### Problem statement:
Reproduce the listing below verbatim, keeping every line in its original order and wording.
##############################
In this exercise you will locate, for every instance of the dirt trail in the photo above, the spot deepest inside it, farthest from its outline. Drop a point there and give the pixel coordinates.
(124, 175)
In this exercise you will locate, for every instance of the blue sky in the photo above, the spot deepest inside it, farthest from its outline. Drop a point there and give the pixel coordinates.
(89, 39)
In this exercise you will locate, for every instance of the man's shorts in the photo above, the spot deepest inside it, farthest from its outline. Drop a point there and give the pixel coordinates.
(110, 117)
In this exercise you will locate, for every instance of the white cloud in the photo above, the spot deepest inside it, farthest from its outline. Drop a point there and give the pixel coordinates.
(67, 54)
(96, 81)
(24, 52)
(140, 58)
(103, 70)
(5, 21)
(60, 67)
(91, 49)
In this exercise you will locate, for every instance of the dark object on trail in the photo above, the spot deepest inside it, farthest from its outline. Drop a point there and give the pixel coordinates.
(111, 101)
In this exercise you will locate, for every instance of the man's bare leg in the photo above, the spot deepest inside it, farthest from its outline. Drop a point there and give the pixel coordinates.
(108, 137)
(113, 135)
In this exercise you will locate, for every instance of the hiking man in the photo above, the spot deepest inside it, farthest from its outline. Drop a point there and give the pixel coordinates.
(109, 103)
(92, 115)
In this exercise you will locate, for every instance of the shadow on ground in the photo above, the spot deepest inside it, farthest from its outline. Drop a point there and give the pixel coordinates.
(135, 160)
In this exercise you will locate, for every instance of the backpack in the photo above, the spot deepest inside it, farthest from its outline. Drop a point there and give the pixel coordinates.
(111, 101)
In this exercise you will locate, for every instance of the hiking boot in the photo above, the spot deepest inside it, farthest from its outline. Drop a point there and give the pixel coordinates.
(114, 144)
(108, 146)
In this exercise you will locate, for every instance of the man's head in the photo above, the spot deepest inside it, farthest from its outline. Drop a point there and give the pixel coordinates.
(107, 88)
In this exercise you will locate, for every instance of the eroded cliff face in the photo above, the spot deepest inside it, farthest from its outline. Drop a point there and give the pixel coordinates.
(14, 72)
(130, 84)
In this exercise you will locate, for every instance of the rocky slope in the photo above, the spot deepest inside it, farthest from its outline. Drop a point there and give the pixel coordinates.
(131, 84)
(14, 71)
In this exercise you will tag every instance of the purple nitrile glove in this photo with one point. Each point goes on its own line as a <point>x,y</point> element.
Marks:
##############################
### Solution to the problem:
In this exercise you will locate, for every instance of the dirt trail in the photo above, the spot deepest inside it, farthest from its outline. Drop a point there and give the pixel coordinates.
(124, 175)
In this exercise you will locate, for every instance of the blue sky in the photo above, the spot deepest inside it, farthest from its outline. Drop a point there and give the pixel coordinates.
(89, 39)
In this exercise you will locate, for every instance of the man's shorts in the photo above, the spot deepest inside it, farthest from its outline. Drop a point there and give the pixel coordinates.
(110, 117)
In this exercise you will locate, for every instance of the white cloud in the photo above, the spot deepest inside it, farthest from its outline. Drop a point there and give the pixel coordinates.
(67, 54)
(96, 81)
(24, 52)
(140, 58)
(103, 70)
(5, 21)
(60, 67)
(91, 49)
In this exercise you will locate, for every instance of the dark object on trail in the photo above, the spot deepest inside it, farthest from its outline. Drop a point there and give the pixel coordinates.
(111, 101)
In this exercise you will locate, for every instance of the man's bare leg in the photo above, the spot deepest inside it, farthest from its outline. Drop a point there and give the pixel coordinates.
(108, 137)
(113, 135)
In this exercise you will locate, for every instance of the hiking man in the photo above, the spot deepest inside it, farthest from its outline. Drop a point there and give the pixel coordinates.
(109, 103)
(92, 115)
In this exercise you will locate, for every instance of the shadow on ground in the photo above, the spot deepest inside it, farthest from its outline. Drop a point there and give the pixel coordinates.
(135, 160)
In this exercise you will locate, for every instance of the backpack in the photo above, the spot deepest inside it, farthest from its outline. Drop a point there and give the pixel coordinates.
(111, 101)
In this exercise you will locate, for every instance of the hiking boot in the photo above, the spot deepest inside it, farthest from its outline. Drop a point there and give the pixel coordinates.
(114, 144)
(108, 146)
In this exercise you will locate, for every instance of the man's head in the photo above, the spot deepest inside it, farthest from its outline. Drop a point there and give the pixel coordinates.
(107, 88)
In this exercise you will locate, for every instance of the eroded cliff face in the photo above, the spot deepest inside it, farthest from its outline. Drop a point there and give the pixel coordinates.
(14, 72)
(130, 84)
In this exercise you will locate, for every instance of the rocky slope in the photo above, the spot deepest inside it, farthest from its outline. Drop a point there and give the pixel coordinates.
(131, 84)
(14, 71)
In this exercise you will tag every instance of the purple nitrile glove in this photo with one point. Each point goes on its own line as a <point>x,y</point> element.
Marks:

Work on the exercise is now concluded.